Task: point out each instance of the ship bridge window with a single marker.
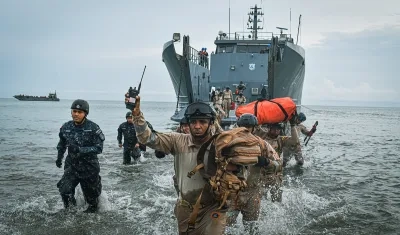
(250, 48)
(225, 49)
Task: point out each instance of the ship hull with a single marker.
(289, 74)
(36, 99)
(288, 78)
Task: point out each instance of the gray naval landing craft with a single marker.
(51, 97)
(258, 59)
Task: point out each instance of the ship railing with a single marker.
(195, 56)
(246, 36)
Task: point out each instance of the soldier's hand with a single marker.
(59, 162)
(293, 120)
(313, 130)
(74, 149)
(136, 110)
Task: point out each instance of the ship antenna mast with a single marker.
(229, 34)
(290, 22)
(298, 30)
(253, 18)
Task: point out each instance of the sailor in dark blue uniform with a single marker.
(84, 140)
(131, 144)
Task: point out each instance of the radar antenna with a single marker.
(254, 19)
(281, 29)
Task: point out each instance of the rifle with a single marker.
(132, 93)
(312, 131)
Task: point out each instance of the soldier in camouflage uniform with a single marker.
(84, 140)
(273, 180)
(296, 150)
(131, 144)
(250, 198)
(184, 148)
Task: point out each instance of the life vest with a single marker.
(269, 111)
(237, 146)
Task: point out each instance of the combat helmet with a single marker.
(184, 121)
(278, 125)
(301, 117)
(247, 120)
(199, 110)
(81, 105)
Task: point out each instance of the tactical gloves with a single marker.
(59, 162)
(293, 120)
(73, 149)
(159, 154)
(262, 161)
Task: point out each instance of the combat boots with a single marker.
(93, 206)
(68, 201)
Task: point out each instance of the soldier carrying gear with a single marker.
(240, 99)
(84, 140)
(183, 126)
(184, 148)
(300, 127)
(273, 182)
(296, 150)
(131, 145)
(249, 199)
(227, 98)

========

* **The exercise**: Output all of the material above as a JSON list of strings, with one string per line and no blank lines. Leave the picture out.

* **Finished task**:
[
  "Task: point out each instance of the ship bridge window with a single marker.",
  "(250, 48)",
  "(225, 49)",
  "Task: point out each instance of the ship hull with a single marker.",
  "(289, 74)",
  "(36, 99)",
  "(288, 78)",
  "Task: point out each instance of the gray naval landing craft with a single marker.",
  "(51, 97)",
  "(258, 59)",
  "Task: point out each instance of the ship railing with a single marker.",
  "(195, 56)",
  "(246, 36)",
  "Task: point out each instance of the soldier's hand with a single marker.",
  "(59, 162)",
  "(293, 120)",
  "(313, 130)",
  "(74, 149)",
  "(136, 110)",
  "Task: point out each instance of the ship antenna mast with a single marker.",
  "(229, 34)",
  "(290, 22)",
  "(298, 30)",
  "(253, 18)",
  "Task: point out each instance of the sailor in dark blue uniform with a single marker.",
  "(84, 140)",
  "(131, 144)",
  "Task: point out each instance of the radar antenna with a single marker.",
  "(254, 19)",
  "(281, 29)",
  "Task: point out each instance of the rifle with a single marker.",
  "(132, 93)",
  "(312, 131)",
  "Task: point out each instance of the soldier in camouflage uniform with a single marker.",
  "(84, 140)",
  "(273, 180)",
  "(296, 150)",
  "(131, 144)",
  "(250, 198)",
  "(184, 148)",
  "Task: point out each instance of the life vest with a single marker.",
  "(269, 111)",
  "(237, 146)",
  "Task: point out each instance of the combat helmet with a single marker.",
  "(184, 121)",
  "(278, 125)",
  "(301, 117)",
  "(247, 120)",
  "(199, 110)",
  "(81, 105)",
  "Task: point out each instance of the tactical gloves with a single marker.",
  "(59, 162)",
  "(293, 120)",
  "(73, 149)",
  "(159, 154)",
  "(262, 161)",
  "Task: point out each instance of the combat boots with a single marker.",
  "(93, 206)",
  "(68, 201)",
  "Task: point out each instance of the soldier carrying gear with a single marker.",
  "(240, 99)",
  "(84, 140)",
  "(183, 126)",
  "(184, 148)",
  "(300, 127)",
  "(273, 182)",
  "(296, 150)",
  "(131, 145)",
  "(249, 199)",
  "(227, 98)"
]